**Records shown**:
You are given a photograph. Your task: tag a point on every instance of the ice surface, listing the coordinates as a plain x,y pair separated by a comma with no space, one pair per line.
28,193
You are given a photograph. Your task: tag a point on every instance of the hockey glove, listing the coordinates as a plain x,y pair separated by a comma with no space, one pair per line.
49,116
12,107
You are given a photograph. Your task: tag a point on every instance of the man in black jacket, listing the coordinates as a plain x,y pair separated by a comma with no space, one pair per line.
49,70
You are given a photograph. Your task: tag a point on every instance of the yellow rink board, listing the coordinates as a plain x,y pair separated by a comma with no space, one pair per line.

**About this task**: Print each entry above word for word, leaving none out.

**Task answer**:
You are given a photograph. Your task: tag a point on every instance of the ice surface, listing the coordinates as a plain x,y pair separated by a comma with no space, one pair per line.
28,193
You are given a photograph. Your task: tag a point on every instance of the hockey glove, listing the coordinates as a plain x,y pair separated by a comma with no space, one pair per line.
49,116
12,107
You are given a photograph. Your task: tag a point on every instance of the man in black jacket, listing the coordinates as a plain x,y pair separated by a comma with no space, one pair per line.
49,70
You are given a photograph. Your task: tag a point on every instance of the yellow rink board, listing the coordinates as a plain x,y pair separated by a comma with no space, one pair per line.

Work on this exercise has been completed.